---------- Exercise data ----------

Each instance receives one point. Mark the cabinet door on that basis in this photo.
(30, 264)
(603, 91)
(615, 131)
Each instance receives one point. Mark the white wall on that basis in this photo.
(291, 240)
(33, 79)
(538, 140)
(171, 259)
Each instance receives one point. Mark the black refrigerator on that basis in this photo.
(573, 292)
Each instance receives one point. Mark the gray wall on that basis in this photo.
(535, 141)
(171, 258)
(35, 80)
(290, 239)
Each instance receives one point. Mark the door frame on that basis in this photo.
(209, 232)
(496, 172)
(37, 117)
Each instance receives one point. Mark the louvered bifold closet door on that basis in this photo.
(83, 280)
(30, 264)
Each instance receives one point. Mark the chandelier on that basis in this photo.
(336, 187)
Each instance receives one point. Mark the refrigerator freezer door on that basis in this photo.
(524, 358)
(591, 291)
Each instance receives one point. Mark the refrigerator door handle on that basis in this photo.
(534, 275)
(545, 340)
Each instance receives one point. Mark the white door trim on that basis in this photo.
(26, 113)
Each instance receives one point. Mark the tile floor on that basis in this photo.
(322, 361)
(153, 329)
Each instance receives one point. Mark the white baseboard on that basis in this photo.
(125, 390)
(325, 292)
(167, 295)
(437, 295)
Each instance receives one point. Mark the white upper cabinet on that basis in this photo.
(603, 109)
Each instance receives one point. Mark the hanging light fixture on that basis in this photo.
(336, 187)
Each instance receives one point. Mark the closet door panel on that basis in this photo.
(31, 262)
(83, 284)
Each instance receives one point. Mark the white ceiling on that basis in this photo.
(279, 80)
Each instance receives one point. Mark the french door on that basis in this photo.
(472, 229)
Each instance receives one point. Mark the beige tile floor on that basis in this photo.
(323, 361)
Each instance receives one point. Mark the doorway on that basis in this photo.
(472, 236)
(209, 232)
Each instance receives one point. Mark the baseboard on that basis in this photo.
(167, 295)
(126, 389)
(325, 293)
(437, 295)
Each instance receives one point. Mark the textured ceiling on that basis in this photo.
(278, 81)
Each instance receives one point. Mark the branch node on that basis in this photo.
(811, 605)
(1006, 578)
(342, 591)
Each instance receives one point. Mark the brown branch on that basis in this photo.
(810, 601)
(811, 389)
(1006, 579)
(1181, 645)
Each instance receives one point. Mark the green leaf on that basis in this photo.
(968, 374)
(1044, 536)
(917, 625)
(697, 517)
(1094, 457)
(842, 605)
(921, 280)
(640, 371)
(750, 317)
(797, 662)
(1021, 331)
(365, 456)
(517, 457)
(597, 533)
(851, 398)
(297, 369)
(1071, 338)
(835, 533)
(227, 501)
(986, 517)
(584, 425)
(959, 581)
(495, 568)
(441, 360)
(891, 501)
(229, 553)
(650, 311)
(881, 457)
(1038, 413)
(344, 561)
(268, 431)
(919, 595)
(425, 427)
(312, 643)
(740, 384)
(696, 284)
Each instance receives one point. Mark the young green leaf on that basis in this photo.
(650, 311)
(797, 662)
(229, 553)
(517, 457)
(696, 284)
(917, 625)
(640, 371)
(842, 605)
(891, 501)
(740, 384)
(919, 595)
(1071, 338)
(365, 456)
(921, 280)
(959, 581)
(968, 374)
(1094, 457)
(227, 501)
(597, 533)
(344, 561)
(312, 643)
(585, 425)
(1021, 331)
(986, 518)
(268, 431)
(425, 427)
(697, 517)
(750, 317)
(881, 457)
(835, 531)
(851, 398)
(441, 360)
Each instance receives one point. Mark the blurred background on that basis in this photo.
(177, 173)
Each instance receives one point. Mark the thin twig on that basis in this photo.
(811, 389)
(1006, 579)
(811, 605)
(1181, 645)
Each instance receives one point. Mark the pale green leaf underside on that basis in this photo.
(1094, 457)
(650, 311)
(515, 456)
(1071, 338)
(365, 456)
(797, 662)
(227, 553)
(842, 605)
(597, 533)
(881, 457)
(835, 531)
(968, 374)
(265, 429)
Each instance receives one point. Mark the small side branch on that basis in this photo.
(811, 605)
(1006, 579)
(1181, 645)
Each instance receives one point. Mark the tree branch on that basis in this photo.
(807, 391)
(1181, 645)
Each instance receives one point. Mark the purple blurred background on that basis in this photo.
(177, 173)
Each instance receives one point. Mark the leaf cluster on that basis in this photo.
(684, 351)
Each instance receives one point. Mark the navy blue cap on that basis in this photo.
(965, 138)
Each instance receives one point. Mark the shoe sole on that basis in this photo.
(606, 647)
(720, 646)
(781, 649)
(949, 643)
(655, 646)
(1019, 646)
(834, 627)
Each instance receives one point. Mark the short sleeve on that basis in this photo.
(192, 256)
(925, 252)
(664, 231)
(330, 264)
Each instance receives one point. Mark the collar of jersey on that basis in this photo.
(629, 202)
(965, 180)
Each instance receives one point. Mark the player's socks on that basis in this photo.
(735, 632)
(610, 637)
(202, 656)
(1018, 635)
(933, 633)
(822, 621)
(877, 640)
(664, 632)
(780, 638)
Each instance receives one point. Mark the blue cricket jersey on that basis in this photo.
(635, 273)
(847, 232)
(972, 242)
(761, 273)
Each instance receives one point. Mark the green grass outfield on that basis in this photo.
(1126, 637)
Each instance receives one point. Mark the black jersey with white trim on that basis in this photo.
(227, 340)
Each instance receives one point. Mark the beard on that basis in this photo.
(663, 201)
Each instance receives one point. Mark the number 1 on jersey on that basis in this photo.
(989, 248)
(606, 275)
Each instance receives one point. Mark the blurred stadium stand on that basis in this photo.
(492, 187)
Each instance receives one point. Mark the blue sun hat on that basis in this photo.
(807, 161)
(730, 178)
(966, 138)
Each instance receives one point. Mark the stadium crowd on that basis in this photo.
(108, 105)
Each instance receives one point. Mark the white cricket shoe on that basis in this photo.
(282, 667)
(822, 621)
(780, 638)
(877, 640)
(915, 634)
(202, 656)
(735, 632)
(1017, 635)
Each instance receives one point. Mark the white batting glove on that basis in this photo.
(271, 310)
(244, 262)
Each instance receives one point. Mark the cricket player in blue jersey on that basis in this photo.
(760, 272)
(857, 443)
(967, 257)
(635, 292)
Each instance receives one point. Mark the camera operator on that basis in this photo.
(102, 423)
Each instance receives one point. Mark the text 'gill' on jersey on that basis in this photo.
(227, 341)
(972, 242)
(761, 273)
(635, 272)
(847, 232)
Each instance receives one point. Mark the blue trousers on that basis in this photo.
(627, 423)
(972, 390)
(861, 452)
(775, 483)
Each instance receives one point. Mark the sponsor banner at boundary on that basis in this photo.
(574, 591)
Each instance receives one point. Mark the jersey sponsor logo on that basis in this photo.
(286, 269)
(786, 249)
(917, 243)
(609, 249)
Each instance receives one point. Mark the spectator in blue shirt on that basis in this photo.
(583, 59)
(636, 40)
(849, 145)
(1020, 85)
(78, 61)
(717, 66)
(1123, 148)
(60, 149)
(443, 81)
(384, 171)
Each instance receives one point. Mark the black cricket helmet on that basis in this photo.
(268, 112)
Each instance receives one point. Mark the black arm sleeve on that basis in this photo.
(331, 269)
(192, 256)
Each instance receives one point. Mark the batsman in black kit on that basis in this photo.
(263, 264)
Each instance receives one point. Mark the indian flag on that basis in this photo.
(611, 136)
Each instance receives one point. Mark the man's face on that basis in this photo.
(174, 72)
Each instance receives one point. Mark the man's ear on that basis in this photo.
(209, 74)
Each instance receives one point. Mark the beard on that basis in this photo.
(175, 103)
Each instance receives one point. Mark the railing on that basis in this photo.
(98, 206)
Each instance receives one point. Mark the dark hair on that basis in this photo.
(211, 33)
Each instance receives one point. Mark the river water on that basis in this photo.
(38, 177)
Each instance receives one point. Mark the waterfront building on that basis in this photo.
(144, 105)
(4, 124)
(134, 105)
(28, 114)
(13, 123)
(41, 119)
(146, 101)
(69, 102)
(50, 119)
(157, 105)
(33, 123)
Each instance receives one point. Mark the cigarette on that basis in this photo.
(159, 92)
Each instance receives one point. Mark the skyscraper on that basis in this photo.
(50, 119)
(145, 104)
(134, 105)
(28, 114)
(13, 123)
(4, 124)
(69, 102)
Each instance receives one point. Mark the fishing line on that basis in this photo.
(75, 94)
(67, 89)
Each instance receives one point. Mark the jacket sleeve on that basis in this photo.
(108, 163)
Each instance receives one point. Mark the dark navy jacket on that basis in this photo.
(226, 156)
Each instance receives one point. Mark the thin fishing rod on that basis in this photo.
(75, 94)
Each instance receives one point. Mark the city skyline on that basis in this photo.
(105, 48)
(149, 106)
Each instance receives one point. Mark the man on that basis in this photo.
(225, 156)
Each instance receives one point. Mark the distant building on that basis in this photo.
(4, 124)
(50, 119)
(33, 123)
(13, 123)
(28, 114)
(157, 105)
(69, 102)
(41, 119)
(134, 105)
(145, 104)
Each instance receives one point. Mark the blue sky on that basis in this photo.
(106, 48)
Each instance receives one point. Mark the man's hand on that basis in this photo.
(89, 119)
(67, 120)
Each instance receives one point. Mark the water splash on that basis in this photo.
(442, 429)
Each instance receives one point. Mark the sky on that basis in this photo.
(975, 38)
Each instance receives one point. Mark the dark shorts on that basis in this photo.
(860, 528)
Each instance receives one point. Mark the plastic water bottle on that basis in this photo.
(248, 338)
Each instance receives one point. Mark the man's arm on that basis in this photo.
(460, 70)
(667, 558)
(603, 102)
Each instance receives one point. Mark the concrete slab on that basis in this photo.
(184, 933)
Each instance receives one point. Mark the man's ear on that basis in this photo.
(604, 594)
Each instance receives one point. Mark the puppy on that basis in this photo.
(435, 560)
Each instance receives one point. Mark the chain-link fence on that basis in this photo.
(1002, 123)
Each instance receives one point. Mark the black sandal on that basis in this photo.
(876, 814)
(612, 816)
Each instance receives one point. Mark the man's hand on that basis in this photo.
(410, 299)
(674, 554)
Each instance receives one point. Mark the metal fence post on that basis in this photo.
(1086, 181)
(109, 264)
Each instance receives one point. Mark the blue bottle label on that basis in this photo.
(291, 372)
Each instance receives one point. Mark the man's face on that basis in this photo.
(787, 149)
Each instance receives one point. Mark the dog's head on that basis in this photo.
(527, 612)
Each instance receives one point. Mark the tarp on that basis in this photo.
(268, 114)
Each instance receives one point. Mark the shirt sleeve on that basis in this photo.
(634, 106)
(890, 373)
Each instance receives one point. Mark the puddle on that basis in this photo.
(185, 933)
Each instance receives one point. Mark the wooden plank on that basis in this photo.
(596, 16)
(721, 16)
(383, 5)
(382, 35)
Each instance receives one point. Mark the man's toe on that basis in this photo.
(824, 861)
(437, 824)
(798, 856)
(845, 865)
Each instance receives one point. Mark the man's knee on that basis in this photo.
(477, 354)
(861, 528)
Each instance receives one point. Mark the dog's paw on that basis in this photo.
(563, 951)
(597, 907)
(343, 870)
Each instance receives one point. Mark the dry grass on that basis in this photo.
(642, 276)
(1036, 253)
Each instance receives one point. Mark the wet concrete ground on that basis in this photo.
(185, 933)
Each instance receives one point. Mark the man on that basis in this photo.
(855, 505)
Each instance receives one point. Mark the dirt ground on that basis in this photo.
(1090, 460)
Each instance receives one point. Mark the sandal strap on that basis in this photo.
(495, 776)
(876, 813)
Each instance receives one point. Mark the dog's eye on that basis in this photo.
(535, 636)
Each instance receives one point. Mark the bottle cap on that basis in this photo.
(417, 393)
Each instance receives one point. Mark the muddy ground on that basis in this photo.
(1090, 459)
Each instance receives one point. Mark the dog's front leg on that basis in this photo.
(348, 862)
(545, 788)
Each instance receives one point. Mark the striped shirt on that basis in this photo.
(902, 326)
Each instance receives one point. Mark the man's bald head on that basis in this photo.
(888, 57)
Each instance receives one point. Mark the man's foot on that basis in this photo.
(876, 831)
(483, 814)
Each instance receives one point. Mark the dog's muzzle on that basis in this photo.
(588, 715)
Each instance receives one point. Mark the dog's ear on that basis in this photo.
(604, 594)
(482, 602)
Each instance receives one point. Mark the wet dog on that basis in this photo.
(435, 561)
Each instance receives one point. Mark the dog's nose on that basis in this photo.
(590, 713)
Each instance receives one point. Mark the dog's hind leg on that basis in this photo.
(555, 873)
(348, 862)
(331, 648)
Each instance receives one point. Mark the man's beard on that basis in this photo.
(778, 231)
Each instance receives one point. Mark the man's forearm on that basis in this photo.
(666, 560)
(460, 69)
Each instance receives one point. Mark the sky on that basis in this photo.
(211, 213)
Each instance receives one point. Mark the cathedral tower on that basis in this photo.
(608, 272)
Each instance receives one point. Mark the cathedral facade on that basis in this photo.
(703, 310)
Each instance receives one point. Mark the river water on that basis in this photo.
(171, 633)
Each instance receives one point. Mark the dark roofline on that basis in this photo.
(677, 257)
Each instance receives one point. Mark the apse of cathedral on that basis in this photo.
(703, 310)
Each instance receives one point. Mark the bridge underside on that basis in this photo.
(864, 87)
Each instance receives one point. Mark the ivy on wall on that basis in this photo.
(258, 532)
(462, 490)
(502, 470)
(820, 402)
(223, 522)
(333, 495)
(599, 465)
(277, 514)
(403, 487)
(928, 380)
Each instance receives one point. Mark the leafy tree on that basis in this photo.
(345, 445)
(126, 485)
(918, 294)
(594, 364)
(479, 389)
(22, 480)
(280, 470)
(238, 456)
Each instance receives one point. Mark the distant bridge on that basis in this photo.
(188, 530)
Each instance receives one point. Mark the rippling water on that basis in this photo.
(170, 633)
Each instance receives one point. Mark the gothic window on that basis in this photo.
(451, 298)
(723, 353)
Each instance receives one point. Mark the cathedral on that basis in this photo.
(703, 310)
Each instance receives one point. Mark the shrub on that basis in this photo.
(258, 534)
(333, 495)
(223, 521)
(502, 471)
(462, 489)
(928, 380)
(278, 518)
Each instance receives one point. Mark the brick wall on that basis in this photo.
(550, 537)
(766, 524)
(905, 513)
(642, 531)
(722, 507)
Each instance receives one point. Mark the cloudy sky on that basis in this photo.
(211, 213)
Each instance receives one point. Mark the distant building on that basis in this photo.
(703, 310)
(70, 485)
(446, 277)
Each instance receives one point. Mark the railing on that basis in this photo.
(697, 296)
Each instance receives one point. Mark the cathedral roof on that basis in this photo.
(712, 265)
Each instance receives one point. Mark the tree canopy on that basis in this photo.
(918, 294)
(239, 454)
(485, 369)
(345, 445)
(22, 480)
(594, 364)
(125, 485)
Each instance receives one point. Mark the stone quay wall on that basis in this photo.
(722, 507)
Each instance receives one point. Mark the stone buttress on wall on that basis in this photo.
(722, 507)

----------

▶ What to do: Set out, exactly as written, the lines from the line with "Each instance receives one point. Mark the stone quay" to the last line of the records, inclusive, and only those lines.

▶ Result of this exercise:
Each instance receives one point. Mark the stone quay wall on that basis in this photo.
(722, 507)
Each instance receives one point. Mark the stone buttress on wall on that basis in this photo.
(722, 507)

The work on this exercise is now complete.